## [SHORT TASK]
Format the rows from the line containing "Task: the pointer indicates each instance of the man in black" through the line containing "[[113, 422]]", both included, as a numbered list with blank lines omitted.

Coordinate labeling data:
----------
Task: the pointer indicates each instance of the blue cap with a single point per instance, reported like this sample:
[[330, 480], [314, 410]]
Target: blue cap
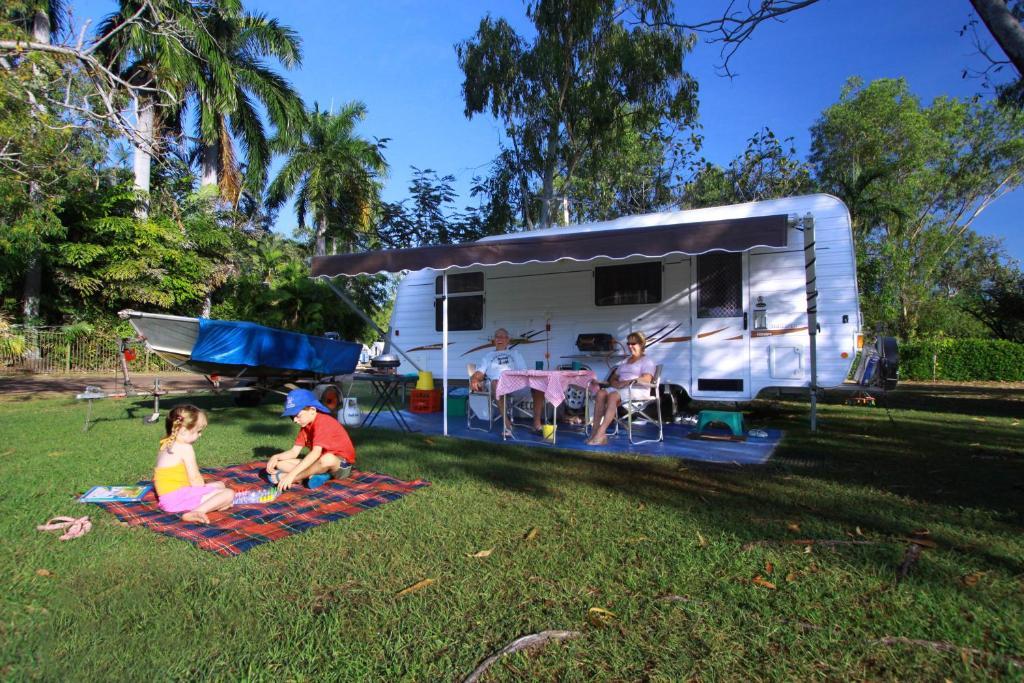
[[298, 399]]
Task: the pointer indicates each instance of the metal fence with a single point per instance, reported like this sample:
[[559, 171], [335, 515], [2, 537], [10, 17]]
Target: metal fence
[[57, 351]]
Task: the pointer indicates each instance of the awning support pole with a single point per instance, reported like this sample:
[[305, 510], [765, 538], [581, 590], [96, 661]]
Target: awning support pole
[[444, 351], [351, 304], [812, 312]]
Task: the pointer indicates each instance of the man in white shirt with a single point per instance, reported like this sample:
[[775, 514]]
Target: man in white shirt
[[491, 368]]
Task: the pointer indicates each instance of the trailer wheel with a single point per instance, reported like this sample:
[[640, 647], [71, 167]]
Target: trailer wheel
[[250, 398]]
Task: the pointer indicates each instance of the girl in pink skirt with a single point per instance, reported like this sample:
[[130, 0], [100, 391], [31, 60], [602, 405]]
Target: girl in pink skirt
[[176, 477]]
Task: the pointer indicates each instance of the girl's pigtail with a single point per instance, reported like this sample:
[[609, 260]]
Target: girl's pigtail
[[168, 441]]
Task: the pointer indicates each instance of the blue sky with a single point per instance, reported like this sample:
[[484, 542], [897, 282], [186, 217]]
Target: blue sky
[[398, 58]]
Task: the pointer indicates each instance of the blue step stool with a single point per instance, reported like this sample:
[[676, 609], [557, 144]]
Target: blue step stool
[[734, 421]]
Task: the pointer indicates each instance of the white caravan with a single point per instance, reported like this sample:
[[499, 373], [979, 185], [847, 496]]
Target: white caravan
[[727, 318]]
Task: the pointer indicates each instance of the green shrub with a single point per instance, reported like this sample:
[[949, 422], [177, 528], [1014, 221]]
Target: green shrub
[[962, 359]]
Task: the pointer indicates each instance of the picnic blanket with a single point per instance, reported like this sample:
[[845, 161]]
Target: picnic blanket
[[242, 527]]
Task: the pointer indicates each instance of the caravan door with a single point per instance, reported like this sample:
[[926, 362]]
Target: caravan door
[[721, 360]]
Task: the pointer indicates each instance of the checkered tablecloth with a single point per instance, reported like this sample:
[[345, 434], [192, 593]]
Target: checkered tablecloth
[[551, 382]]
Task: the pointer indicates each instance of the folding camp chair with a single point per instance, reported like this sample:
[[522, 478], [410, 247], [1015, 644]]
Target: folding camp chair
[[636, 410], [485, 406], [481, 404]]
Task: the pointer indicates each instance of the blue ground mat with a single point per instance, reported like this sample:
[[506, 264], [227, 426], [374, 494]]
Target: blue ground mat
[[676, 444]]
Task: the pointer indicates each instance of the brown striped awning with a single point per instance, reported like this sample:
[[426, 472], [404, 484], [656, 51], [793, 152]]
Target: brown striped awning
[[737, 235]]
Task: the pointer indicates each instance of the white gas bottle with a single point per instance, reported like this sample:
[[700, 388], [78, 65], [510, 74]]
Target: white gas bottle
[[350, 415]]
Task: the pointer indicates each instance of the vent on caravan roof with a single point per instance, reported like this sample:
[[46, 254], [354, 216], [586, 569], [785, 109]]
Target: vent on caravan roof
[[719, 385]]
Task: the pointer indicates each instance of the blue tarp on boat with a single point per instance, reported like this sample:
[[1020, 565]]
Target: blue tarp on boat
[[233, 343]]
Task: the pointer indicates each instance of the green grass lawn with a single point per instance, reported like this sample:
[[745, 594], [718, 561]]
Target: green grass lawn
[[662, 545]]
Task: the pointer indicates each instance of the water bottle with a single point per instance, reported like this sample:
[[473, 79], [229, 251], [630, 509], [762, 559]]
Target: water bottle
[[350, 415], [256, 496]]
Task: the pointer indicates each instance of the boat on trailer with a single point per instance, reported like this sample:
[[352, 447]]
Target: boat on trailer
[[260, 357]]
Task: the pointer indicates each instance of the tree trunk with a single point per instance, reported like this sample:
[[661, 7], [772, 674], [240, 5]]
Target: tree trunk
[[1005, 29], [33, 289], [144, 126], [548, 189], [211, 165], [41, 28], [34, 272], [321, 248]]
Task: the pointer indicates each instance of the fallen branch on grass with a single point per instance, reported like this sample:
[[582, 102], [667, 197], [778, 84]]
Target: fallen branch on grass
[[828, 543], [942, 646], [909, 559], [532, 641]]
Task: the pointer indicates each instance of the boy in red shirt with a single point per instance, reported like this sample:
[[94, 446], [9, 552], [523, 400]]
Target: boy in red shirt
[[331, 453]]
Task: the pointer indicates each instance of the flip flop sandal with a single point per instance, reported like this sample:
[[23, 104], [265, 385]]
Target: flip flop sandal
[[73, 526]]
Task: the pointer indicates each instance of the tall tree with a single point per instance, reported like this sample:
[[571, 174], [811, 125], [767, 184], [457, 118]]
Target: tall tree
[[230, 89], [159, 67], [592, 69], [1003, 18], [41, 19], [334, 174], [914, 178], [428, 215]]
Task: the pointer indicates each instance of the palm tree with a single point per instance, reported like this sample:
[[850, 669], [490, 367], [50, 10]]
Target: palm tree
[[245, 40], [159, 48], [211, 56], [334, 173], [43, 19]]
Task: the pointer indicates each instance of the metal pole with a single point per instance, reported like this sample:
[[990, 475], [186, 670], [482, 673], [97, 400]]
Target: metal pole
[[812, 312], [351, 304], [444, 350]]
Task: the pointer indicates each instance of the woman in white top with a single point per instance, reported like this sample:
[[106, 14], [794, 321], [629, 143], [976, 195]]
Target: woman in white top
[[636, 368]]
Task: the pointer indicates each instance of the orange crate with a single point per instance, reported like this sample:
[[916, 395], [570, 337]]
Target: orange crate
[[425, 400]]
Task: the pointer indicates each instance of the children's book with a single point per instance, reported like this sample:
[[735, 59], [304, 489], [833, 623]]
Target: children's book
[[115, 494], [256, 496]]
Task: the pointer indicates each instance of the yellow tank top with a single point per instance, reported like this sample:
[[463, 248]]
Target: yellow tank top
[[167, 479]]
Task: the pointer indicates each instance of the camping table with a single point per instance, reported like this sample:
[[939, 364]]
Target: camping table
[[386, 395], [551, 382]]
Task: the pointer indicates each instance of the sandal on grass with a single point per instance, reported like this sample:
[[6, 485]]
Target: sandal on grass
[[73, 526]]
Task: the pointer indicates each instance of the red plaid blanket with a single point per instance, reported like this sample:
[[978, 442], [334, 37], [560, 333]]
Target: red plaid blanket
[[239, 528]]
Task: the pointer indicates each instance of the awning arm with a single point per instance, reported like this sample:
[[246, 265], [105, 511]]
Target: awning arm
[[351, 304]]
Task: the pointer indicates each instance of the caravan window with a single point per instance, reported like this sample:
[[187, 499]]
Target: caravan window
[[465, 301], [720, 288], [622, 285]]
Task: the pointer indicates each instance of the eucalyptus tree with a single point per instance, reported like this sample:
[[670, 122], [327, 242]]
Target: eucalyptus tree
[[593, 69], [41, 19], [915, 178], [159, 58], [334, 174]]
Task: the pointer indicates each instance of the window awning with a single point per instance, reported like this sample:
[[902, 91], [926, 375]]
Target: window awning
[[737, 235]]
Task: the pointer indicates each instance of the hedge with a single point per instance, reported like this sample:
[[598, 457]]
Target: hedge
[[962, 359]]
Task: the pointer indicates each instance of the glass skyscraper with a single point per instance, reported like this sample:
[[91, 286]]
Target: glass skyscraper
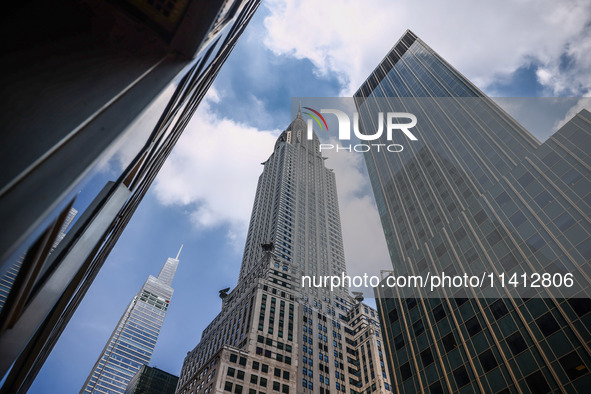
[[477, 193], [132, 343], [273, 335], [99, 94]]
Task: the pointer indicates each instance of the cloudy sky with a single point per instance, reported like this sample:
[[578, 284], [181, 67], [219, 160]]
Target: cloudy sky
[[301, 48]]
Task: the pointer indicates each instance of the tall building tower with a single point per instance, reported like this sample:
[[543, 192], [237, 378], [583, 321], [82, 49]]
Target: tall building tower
[[132, 342], [273, 334], [476, 193]]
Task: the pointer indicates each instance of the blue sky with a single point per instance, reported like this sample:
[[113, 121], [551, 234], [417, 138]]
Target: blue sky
[[203, 195]]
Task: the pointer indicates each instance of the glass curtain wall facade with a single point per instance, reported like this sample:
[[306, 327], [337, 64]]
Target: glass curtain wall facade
[[151, 380], [132, 342], [99, 92], [475, 193], [273, 334]]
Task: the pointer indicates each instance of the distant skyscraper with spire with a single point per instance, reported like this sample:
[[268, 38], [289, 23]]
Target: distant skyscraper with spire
[[274, 335], [132, 342]]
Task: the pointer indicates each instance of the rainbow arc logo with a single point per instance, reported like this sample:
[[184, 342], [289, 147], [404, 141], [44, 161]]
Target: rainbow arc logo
[[315, 116]]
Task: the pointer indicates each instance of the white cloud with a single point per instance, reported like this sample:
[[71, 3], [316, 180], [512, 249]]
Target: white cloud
[[486, 41], [582, 103], [363, 237], [213, 170]]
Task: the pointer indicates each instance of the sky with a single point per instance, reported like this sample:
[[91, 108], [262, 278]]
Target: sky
[[203, 195]]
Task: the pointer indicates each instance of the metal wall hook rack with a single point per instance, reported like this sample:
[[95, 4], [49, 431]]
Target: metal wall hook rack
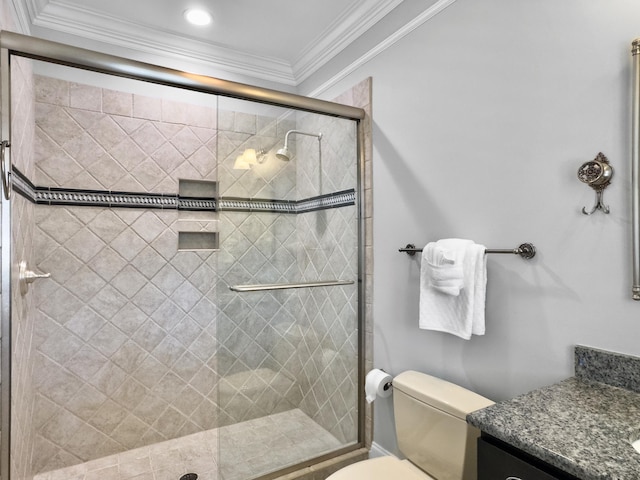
[[525, 250], [597, 174]]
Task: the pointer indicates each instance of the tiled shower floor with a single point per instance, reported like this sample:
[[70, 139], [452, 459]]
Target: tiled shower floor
[[245, 450]]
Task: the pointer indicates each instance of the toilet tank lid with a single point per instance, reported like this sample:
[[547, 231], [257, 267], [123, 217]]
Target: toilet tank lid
[[438, 393]]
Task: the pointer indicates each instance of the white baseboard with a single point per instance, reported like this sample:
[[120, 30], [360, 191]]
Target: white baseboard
[[378, 451]]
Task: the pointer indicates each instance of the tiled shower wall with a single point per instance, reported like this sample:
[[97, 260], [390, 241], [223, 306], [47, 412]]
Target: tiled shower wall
[[23, 312], [127, 325]]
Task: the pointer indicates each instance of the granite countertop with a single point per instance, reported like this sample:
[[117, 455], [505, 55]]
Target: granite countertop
[[580, 425]]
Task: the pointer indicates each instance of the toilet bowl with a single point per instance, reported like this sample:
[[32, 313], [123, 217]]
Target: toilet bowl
[[432, 432]]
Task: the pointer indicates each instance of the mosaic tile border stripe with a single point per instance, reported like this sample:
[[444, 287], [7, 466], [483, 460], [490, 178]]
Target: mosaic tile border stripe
[[105, 198]]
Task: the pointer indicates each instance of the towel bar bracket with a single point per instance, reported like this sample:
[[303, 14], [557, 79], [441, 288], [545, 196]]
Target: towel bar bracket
[[525, 250]]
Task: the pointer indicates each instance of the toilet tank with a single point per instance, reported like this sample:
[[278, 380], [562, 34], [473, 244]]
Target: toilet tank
[[431, 428]]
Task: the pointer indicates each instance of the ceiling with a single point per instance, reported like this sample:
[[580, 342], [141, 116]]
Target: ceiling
[[278, 40]]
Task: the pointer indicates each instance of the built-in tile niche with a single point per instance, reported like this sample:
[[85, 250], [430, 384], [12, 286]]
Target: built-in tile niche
[[136, 338]]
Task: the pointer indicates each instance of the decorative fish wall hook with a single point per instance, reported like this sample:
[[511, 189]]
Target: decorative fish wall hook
[[597, 174]]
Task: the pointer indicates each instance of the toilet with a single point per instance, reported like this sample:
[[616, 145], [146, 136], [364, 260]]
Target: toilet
[[432, 433]]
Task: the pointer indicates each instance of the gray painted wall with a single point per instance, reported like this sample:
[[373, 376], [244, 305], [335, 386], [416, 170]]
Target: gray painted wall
[[481, 119]]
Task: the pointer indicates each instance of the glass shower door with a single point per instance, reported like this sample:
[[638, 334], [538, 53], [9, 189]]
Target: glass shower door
[[114, 354], [288, 351]]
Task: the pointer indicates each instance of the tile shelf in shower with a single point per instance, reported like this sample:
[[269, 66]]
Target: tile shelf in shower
[[105, 198]]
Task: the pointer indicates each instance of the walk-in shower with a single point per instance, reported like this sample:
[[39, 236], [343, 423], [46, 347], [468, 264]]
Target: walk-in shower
[[191, 316]]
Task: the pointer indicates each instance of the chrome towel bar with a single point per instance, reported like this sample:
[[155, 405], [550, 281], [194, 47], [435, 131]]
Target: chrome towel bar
[[285, 286], [525, 250]]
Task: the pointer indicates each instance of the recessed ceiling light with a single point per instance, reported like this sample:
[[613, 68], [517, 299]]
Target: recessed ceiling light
[[197, 16]]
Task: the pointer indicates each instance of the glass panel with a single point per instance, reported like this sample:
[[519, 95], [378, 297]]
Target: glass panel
[[135, 359], [115, 367], [287, 358]]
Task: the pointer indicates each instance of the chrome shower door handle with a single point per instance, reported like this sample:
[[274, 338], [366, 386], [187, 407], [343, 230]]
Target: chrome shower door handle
[[27, 277], [4, 171]]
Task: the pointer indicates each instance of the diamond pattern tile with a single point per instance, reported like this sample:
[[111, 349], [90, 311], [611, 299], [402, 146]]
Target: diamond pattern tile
[[155, 345]]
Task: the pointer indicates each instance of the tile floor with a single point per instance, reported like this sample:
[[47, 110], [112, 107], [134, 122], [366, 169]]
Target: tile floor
[[236, 452]]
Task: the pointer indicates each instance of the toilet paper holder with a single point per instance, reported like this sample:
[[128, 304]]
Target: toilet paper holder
[[387, 385]]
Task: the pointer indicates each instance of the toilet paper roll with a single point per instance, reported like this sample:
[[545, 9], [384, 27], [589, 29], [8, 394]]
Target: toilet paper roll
[[377, 384]]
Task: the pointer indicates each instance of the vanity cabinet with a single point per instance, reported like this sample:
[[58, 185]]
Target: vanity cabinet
[[500, 461]]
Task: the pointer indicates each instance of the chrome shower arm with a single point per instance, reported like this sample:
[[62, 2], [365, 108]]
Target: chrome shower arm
[[300, 132]]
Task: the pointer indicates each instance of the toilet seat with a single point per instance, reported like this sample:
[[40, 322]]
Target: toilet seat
[[381, 468]]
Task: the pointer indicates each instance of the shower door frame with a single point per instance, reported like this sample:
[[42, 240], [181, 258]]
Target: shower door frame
[[53, 52]]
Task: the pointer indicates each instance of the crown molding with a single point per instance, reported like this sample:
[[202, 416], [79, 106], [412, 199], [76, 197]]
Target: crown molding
[[22, 16], [340, 34], [63, 17], [429, 13]]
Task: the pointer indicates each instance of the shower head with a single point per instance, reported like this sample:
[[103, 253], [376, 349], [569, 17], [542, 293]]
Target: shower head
[[284, 154]]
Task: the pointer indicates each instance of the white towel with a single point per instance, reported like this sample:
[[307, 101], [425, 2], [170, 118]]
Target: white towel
[[462, 314], [443, 268]]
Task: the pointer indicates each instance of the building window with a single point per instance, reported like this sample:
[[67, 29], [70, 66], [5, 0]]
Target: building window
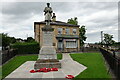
[[67, 30], [71, 44], [59, 30], [74, 31]]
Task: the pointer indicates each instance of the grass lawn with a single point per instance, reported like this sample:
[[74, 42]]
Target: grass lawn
[[17, 61], [95, 65]]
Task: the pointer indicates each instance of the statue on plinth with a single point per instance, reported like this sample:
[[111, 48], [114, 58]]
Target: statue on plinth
[[47, 56], [48, 14]]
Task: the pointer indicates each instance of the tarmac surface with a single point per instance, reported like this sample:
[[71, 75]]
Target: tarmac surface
[[69, 67]]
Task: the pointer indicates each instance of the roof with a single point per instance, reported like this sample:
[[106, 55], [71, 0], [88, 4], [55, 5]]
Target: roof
[[58, 23]]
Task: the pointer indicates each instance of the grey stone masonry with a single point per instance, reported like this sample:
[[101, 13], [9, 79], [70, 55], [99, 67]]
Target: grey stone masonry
[[47, 50]]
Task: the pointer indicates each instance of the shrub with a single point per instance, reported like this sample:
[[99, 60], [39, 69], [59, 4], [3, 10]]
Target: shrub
[[26, 47]]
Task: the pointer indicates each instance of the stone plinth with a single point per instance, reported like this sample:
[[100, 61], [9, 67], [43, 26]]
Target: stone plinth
[[47, 56]]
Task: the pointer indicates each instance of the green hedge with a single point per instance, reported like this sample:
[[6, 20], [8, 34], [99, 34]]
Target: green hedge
[[26, 48]]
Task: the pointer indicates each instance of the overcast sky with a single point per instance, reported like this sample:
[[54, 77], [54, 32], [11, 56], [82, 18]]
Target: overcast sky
[[18, 17]]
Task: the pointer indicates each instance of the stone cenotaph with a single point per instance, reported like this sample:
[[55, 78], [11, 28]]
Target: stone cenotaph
[[47, 56]]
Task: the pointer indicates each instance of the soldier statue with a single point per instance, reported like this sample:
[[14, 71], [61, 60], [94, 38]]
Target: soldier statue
[[48, 14]]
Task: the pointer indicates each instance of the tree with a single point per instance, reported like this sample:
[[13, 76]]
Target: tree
[[108, 39], [73, 21], [5, 40], [30, 39], [82, 36]]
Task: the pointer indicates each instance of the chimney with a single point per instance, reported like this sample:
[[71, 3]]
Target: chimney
[[54, 17]]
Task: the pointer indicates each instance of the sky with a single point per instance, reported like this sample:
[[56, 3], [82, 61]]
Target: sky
[[17, 18]]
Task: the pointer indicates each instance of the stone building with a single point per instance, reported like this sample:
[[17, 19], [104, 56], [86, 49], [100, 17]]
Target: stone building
[[66, 36]]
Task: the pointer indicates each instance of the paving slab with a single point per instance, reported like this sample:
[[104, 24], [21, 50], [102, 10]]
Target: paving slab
[[69, 67]]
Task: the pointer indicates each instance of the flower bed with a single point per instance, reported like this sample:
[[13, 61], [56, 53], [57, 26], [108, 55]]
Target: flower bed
[[44, 70]]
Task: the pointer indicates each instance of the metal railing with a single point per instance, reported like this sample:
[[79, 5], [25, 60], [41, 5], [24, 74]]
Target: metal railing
[[112, 60]]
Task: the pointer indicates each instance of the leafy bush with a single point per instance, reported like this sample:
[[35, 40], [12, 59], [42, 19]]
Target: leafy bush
[[26, 47]]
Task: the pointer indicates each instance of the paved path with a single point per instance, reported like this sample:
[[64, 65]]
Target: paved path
[[69, 67]]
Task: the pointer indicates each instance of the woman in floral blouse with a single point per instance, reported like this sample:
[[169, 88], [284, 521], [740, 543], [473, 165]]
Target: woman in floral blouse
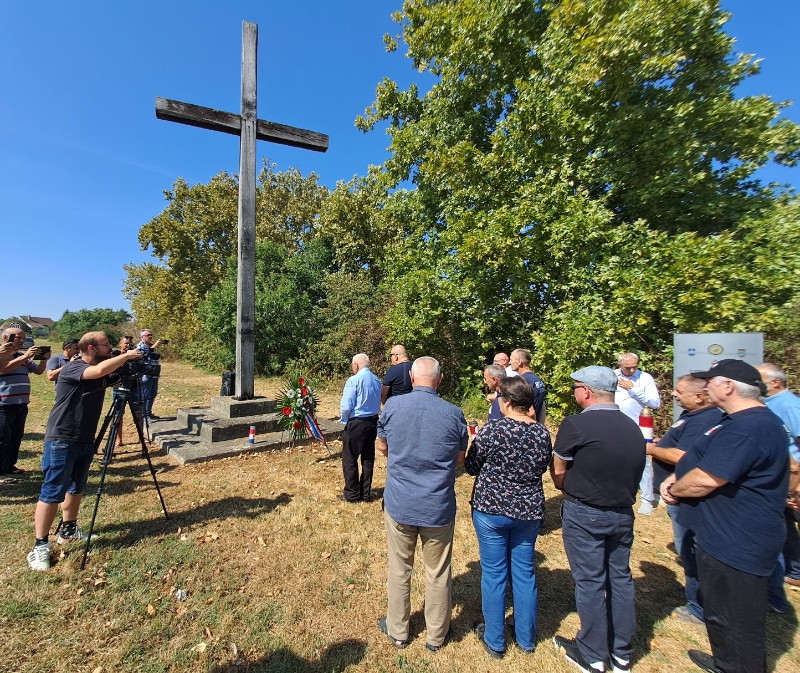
[[509, 456]]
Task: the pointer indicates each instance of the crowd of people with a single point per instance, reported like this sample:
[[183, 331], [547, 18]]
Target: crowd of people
[[81, 374], [722, 469], [728, 471]]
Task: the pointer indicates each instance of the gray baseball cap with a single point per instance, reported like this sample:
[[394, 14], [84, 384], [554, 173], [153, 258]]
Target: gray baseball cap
[[597, 377]]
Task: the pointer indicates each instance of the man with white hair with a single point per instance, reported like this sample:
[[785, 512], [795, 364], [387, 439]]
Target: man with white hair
[[424, 439], [732, 485], [636, 390], [361, 403]]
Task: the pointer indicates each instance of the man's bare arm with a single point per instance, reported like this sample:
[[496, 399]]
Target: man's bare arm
[[669, 455], [558, 468], [696, 484]]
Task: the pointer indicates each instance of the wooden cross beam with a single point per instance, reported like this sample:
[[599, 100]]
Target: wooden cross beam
[[249, 129]]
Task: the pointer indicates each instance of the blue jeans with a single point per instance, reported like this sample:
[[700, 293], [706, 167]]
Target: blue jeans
[[149, 391], [507, 547], [598, 545], [684, 545]]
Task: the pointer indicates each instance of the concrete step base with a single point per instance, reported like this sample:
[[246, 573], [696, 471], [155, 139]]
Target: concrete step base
[[185, 444]]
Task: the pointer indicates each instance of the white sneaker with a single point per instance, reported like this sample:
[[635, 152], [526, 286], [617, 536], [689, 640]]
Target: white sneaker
[[39, 557], [77, 536]]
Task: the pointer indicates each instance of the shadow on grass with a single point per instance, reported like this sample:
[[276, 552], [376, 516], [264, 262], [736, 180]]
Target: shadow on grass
[[556, 601], [781, 632], [337, 657], [227, 508]]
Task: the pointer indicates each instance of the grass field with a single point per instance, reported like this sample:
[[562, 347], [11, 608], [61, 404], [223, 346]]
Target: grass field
[[278, 575]]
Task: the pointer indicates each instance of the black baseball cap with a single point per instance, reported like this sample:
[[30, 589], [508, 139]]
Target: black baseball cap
[[737, 370]]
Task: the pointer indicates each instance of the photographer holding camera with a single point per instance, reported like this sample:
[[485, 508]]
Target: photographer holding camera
[[150, 381], [69, 441], [15, 394]]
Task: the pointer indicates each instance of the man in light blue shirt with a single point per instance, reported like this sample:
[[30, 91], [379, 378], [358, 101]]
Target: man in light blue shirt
[[361, 404]]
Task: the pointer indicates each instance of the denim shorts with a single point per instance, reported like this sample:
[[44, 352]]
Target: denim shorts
[[65, 466]]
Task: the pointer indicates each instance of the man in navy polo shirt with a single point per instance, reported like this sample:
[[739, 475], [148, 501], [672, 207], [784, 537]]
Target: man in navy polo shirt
[[732, 487], [424, 439]]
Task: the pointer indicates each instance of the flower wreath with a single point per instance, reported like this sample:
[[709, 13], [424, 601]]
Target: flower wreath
[[293, 404]]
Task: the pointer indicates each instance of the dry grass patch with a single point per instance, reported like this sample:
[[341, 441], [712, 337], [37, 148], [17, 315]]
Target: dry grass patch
[[279, 575]]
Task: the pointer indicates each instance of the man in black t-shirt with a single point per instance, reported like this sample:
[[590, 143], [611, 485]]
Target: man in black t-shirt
[[69, 441], [398, 378], [732, 485], [598, 460], [698, 416]]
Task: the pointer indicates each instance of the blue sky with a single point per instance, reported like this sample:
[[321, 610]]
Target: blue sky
[[84, 161]]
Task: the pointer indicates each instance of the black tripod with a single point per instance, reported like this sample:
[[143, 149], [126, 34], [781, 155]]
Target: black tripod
[[113, 422]]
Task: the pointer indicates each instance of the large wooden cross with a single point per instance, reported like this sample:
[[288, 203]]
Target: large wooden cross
[[249, 128]]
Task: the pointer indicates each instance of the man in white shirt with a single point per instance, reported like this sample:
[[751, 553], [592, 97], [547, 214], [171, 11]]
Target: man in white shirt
[[635, 391]]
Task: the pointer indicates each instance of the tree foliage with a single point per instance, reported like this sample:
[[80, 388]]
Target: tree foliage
[[194, 241], [289, 289], [575, 168]]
----------
## [CORRECT RESULT]
1. Task: the pointer indicates each instance of the man in black t-shirt with a single point per instance, reported like this sample:
2. [[590, 143], [611, 485]]
3. Target: man in black t-shirt
4. [[69, 441], [398, 378], [732, 485], [598, 460], [698, 416]]
5. Task: the pointer indicates each instance of the blue sky with a single point per instance, reported like this sample:
6. [[321, 610]]
7. Target: blue sky
8. [[84, 161]]
9. Task: the pointer indicates each instance of the black tripod with a single point per instance, reported like this sample:
10. [[143, 149], [126, 34], [781, 155]]
11. Target: black tripod
12. [[113, 422]]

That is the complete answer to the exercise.